### REQUIRED TASKS:
• A. From the proposal management passage, reproduce the stretch from "2. Adopt an" through "and questionable outcomes.".
• B. Answer these from the proposal management passage:
(i) What two things does integrating the practices give BD and PM teams?
(ii) Where does planning for an integrated project start, and where does it end?
(iii) What do lagging or emerging projects tend to be?

### PASSAGE GIVEN:
__________________________________________________
Projects can be thought of as a portfolio of investments that an organization must manage to gain returns. Integrating PM best practices into the proposal management process provides a more comprehensive approach to managing this portfolio. Rather than viewing proposal management as a stand-alone process or, worse, a wheel that must be recreated with every new bid, BD teams work with PM teams to create a sustainable, streamlined, and integrated approach to proposal development.
This integration provides BD and PM teams with a common language and similar tools, which benefits both teams:
- BD can handle the detailed planning and move into execution more quickly and accurately, with fewer disruptions
- PM and BD teams benefit from lessons learned captured during execution, especially for future, similar projects
Figure 1 illustrates the integration between BD and PM.
2. Adopt an integrated project lifecycle and make PM products an integral part of your offer document.
To use PM tools most effectively in the proposal process, organizations should aim to execute integrated projects, rather than emerging or lagging projects. Planning for an integrated project starts at lead/inception and ends at handover and clearance, passing through the phases of BD and project execution as shown in Figure 2. Conversely, planning for lagging or emerging projects often starts later in the project lifecycle. These projects tend to be response driven, which can result in cut corners and questionable outcomes.
__________________________________________________
### DATA EXTRACT:
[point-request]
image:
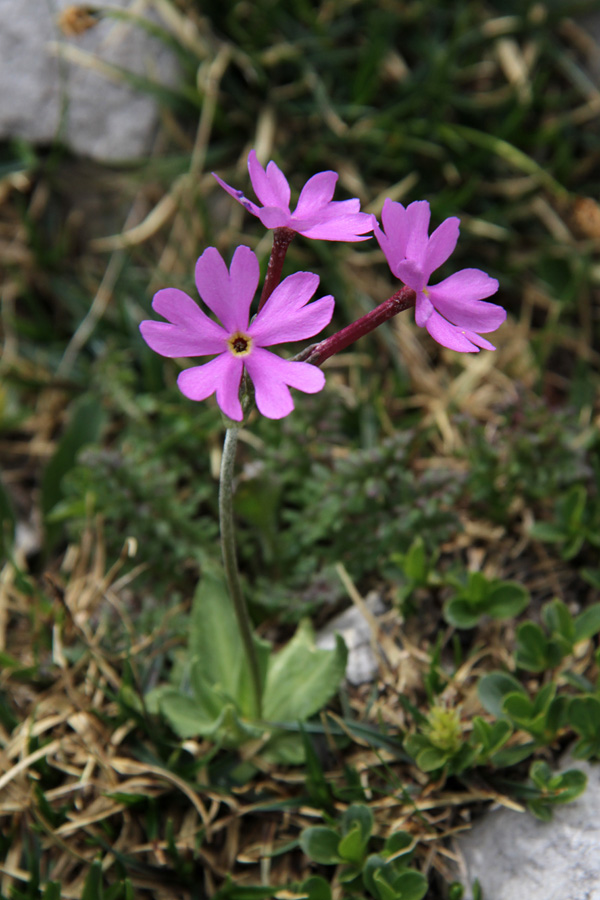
__________________________________________________
### CORRECT ANSWERS:
• A.
2. Adopt an integrated project lifecycle and make PM products an integral part of your offer document.
To use PM tools most effectively in the proposal process, organizations should aim to execute integrated projects, rather than emerging or lagging projects. Planning for an integrated project starts at lead/inception and ends at handover and clearance, passing through the phases of BD and project execution as shown in Figure 2. Conversely, planning for lagging or emerging projects often starts later in the project lifecycle. These projects tend to be response driven, which can result in cut corners and questionable outcomes.

• B.
(i) A common language and similar tools.
(ii) It starts at lead/inception and ends at handover and clearance.
(iii) Response driven.